# START OF Provided records

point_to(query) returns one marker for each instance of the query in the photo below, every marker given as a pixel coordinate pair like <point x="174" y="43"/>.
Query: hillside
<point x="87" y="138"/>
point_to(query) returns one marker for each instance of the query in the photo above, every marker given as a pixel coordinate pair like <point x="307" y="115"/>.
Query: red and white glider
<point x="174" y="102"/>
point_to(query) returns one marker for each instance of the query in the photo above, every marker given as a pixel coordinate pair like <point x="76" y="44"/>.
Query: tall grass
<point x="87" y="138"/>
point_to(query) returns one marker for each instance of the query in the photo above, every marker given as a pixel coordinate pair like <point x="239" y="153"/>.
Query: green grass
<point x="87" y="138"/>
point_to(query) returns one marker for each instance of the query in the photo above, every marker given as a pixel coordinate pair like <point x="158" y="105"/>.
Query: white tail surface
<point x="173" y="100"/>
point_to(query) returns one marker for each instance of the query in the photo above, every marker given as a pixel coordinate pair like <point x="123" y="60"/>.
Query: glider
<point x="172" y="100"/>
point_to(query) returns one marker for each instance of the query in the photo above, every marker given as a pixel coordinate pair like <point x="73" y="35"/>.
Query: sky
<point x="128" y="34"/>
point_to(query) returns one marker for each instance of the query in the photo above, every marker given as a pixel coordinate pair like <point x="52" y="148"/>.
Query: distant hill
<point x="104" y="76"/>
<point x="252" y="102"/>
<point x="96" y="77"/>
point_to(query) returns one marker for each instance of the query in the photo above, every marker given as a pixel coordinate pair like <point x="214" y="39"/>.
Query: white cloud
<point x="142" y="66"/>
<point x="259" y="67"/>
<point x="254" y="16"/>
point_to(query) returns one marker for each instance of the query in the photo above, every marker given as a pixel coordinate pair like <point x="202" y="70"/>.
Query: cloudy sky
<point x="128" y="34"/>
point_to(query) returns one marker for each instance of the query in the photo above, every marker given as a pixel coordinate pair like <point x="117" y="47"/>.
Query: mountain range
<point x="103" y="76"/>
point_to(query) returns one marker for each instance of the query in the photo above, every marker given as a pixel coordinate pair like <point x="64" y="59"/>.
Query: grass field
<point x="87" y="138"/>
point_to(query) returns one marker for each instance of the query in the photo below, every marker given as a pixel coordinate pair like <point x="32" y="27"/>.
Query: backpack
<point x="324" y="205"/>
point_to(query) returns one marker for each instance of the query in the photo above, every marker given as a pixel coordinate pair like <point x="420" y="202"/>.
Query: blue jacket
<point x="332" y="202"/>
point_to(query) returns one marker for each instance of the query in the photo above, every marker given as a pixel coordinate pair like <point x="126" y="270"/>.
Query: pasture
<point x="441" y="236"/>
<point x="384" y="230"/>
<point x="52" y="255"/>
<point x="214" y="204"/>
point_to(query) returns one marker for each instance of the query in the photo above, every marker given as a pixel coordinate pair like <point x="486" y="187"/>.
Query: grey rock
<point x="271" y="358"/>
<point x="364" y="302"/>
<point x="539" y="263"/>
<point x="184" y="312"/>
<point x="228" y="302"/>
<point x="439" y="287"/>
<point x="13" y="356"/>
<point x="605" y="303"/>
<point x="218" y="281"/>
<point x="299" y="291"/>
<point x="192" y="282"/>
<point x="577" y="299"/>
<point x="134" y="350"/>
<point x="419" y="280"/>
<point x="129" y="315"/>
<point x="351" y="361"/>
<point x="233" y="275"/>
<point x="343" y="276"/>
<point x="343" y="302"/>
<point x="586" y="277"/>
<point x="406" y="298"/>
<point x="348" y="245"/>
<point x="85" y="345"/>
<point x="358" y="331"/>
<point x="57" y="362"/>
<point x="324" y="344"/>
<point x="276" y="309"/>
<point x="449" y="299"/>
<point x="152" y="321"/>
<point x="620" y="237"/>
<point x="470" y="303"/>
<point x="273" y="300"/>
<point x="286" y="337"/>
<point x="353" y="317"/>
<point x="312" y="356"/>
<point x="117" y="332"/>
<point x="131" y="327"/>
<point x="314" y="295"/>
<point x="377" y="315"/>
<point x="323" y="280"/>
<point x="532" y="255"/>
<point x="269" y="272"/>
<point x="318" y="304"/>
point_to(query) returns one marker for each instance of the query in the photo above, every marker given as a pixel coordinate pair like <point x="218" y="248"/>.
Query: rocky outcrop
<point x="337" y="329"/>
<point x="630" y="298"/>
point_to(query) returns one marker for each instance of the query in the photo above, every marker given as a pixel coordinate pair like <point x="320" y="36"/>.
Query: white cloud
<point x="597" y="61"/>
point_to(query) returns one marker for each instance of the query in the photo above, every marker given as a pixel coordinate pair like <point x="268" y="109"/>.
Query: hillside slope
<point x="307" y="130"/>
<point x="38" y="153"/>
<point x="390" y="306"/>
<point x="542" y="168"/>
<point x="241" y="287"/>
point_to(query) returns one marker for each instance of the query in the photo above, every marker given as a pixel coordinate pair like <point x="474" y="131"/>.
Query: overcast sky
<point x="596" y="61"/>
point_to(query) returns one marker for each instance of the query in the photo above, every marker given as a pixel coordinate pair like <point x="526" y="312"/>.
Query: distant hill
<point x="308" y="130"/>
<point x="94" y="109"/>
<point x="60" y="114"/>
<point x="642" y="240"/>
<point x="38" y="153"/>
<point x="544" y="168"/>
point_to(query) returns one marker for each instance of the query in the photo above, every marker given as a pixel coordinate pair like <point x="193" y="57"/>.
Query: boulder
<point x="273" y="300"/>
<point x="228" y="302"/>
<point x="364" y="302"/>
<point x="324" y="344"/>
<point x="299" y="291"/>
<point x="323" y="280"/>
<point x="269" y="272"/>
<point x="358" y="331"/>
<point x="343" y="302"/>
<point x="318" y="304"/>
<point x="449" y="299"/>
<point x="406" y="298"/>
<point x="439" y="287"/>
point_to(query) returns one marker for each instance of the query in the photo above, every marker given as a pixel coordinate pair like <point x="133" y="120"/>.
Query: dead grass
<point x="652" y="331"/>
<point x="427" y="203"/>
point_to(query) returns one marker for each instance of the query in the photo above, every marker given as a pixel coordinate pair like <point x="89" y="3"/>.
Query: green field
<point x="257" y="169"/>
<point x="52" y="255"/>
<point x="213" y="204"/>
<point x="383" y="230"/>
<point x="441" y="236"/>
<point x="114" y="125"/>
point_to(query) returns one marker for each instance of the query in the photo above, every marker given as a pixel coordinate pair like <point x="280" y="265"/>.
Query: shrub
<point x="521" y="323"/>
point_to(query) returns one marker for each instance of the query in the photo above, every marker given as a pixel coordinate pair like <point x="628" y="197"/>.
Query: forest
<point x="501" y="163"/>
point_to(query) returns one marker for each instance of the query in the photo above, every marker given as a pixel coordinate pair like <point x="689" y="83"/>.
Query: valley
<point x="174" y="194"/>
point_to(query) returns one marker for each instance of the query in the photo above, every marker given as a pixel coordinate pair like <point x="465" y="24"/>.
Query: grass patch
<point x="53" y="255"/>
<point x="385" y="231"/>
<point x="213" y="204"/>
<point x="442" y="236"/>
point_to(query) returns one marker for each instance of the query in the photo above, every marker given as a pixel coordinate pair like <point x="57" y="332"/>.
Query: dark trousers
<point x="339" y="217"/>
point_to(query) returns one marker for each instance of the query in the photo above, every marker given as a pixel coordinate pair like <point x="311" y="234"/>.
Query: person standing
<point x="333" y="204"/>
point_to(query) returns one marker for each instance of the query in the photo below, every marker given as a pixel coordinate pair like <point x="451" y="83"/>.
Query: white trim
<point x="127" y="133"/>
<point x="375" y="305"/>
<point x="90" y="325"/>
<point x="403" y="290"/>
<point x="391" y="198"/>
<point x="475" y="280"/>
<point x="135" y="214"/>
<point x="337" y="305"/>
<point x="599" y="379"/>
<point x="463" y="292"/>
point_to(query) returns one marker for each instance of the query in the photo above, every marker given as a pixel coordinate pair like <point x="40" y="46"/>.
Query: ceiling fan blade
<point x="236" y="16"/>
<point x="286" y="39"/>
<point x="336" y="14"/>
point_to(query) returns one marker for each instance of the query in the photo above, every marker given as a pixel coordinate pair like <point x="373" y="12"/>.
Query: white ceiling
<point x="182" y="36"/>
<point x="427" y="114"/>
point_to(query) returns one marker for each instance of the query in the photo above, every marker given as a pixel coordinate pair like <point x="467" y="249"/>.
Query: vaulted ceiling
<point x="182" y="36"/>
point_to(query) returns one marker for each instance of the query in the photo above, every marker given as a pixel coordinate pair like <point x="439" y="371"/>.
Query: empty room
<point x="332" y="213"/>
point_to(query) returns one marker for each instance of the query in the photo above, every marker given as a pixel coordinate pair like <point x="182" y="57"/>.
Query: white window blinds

# END OF Provided records

What is expected: Pull out each line of the listing above that contains the word "ceiling" and copy those lines in order.

Written reply:
Query: ceiling fan blade
Query: white ceiling
Query: vaulted ceiling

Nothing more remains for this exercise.